_GOAL OF THE EXERCISE_
Only those lines running from the line that contains "Here's a bet: you won't be able to pinpoint the book" through the end of the material are to be written out, each exactly as shown.

_EXERCISE DATA_
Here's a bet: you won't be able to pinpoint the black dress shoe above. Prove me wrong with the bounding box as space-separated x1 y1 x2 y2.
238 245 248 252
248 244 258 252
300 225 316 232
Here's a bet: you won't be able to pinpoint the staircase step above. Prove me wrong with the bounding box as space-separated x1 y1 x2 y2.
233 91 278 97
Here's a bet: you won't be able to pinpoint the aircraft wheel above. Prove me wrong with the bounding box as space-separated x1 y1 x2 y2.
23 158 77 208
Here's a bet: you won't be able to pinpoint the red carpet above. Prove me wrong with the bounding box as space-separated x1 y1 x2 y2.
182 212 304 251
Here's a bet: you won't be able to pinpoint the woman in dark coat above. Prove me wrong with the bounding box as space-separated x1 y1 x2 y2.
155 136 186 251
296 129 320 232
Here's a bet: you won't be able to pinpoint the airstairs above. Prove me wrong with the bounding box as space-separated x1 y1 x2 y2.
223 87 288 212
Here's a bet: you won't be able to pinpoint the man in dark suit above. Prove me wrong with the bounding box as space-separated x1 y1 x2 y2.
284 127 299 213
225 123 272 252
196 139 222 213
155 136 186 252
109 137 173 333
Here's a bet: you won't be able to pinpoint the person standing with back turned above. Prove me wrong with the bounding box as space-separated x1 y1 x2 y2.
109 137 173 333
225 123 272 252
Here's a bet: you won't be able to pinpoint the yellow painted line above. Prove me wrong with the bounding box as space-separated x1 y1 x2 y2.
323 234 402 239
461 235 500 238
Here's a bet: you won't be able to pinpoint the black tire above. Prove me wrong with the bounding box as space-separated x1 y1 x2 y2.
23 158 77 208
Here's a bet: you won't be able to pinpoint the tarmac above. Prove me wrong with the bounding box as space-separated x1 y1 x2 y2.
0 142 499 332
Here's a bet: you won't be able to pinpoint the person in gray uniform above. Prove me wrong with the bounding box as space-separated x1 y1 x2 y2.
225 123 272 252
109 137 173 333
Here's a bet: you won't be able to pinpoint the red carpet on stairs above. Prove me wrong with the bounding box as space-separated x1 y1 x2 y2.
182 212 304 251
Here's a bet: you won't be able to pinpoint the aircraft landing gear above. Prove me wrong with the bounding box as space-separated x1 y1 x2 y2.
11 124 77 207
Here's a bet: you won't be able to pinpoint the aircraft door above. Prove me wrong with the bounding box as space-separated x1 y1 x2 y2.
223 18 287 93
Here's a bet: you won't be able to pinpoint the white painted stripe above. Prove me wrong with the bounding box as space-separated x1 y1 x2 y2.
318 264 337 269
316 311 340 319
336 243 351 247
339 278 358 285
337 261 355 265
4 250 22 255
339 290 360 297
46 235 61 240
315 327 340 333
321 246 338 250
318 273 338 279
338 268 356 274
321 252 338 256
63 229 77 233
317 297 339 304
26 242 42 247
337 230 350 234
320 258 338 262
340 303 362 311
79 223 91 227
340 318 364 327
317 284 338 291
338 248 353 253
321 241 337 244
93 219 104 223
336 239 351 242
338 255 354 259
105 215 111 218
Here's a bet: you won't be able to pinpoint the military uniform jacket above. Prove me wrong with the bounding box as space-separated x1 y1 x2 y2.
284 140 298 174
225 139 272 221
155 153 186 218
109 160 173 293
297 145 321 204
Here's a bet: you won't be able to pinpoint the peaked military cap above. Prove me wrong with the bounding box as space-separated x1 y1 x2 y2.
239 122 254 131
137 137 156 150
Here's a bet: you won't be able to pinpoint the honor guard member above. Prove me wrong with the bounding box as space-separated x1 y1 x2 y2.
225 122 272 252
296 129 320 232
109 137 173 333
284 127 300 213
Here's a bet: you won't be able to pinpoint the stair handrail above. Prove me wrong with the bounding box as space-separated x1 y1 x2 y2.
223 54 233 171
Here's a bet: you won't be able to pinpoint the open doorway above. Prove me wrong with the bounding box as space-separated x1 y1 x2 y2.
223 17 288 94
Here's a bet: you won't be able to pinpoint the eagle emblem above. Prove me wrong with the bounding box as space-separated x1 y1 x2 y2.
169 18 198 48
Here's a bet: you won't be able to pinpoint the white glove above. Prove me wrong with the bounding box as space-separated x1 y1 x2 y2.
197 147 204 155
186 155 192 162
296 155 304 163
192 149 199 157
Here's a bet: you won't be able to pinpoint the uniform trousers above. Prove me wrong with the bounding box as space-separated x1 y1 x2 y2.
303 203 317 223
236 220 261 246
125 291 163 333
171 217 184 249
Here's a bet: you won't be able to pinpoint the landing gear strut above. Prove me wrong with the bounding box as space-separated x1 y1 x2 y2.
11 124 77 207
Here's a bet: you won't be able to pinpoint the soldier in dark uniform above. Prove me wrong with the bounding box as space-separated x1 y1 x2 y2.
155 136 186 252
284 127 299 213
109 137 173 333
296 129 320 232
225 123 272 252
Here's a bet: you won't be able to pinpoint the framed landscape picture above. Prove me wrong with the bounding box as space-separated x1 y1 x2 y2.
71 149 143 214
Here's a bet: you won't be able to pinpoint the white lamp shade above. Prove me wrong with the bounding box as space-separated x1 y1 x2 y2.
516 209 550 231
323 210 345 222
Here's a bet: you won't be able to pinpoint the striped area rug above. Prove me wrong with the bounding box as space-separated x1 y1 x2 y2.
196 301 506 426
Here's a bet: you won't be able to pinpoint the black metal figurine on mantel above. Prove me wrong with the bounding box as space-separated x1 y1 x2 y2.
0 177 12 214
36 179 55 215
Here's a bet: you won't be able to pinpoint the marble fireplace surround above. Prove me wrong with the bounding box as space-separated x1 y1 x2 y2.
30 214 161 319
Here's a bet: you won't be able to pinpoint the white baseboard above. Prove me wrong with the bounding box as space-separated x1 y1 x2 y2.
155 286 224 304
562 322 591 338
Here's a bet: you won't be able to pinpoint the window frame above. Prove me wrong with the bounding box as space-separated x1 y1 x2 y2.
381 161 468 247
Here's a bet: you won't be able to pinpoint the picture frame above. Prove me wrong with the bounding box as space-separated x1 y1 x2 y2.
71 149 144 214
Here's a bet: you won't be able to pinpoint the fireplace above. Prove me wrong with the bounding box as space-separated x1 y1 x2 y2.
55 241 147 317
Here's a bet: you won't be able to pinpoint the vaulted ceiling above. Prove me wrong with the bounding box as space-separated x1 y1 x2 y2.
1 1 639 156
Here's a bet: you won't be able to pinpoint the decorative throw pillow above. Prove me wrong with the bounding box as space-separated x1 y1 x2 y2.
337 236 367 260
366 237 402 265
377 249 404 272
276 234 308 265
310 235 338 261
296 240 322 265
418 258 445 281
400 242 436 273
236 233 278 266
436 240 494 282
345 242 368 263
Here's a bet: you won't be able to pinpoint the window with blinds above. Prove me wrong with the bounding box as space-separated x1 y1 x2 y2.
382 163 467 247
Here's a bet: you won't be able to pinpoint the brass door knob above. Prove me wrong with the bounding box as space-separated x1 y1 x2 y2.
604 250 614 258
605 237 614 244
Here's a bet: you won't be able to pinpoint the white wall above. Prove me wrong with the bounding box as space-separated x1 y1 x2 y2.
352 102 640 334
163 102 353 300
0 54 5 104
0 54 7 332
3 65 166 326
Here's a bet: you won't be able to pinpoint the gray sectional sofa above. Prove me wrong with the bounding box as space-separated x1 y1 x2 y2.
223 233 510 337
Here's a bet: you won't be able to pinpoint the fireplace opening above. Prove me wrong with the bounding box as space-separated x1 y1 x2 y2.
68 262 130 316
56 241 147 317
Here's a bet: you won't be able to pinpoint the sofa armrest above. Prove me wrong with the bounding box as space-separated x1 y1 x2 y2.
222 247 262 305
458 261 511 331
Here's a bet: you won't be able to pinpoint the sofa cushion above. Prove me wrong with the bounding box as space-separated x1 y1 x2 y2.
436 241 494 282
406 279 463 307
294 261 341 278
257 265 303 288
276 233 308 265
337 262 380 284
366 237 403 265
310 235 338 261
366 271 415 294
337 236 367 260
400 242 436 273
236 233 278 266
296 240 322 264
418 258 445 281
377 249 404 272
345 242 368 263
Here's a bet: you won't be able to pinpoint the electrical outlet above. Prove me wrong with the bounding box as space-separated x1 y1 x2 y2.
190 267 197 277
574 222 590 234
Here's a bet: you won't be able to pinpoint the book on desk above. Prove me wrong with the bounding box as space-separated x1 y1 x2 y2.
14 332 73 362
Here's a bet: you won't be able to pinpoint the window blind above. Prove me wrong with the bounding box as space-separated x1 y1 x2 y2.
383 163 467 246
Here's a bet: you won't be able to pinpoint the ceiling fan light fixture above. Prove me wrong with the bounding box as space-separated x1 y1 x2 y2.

_TASK SOLUTION_
Here's a bet: you won't be able to pinpoint the book on desk above. Prove me wrong with the bounding box as space-separated x1 y1 x2 y2.
14 332 73 362
Here's a bet: you won't be able to pinpoint the window blind above. Prove me wrong with the bounding box as space-separated x1 y1 x2 y2.
383 163 467 246
Here's a bet: you won't be able to pinpoint the ceiling fan light fixture above. Prove me wrong with the bounding box as space-separated x1 y1 x2 y2.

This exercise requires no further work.